» Your goal: Reproduce every line in the listing that contains the word "trees".

» Materials provided:

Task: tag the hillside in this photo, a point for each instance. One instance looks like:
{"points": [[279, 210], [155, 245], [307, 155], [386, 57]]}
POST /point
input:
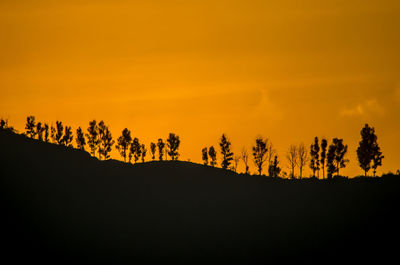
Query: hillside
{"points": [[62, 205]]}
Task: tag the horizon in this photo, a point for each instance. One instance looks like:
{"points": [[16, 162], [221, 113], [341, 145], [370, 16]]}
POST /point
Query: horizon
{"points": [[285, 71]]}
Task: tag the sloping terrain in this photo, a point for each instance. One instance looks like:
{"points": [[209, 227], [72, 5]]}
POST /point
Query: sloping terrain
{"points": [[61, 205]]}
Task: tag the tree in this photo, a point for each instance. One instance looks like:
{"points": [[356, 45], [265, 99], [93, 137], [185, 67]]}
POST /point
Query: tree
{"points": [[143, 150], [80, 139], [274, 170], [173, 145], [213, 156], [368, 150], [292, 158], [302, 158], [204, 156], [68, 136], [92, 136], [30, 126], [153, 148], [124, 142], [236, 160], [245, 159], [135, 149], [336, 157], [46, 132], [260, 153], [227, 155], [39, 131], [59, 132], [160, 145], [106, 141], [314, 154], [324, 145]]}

--

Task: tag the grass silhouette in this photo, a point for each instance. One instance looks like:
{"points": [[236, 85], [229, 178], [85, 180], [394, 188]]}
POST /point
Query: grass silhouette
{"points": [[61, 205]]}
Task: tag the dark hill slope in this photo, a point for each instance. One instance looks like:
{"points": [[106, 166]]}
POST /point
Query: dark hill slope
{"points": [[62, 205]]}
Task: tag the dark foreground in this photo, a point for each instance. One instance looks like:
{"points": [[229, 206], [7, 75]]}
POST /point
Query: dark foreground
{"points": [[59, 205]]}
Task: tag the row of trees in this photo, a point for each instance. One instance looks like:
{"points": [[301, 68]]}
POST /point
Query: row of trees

...

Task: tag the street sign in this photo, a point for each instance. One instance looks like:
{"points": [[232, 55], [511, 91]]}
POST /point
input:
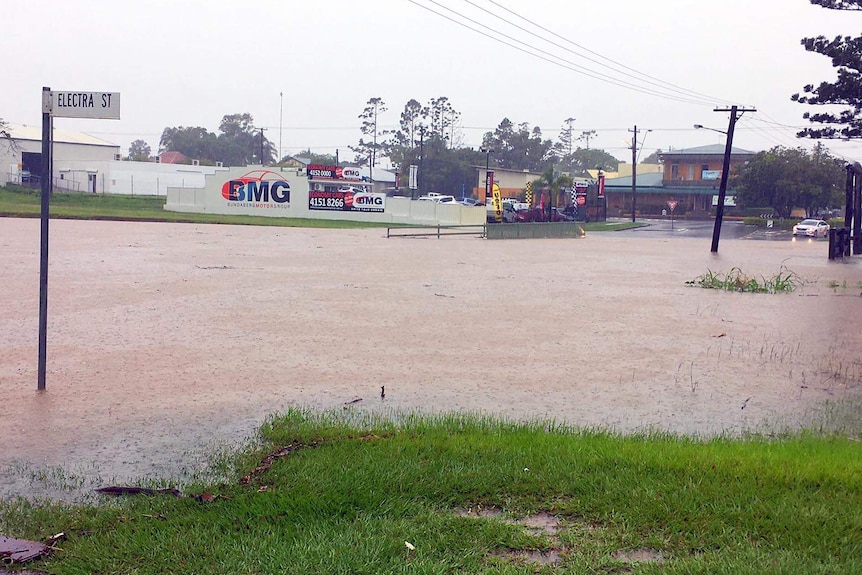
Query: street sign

» Written answer:
Task: tag the row of trees in this photo, a point for each instance. One instance looks like:
Query: row of trees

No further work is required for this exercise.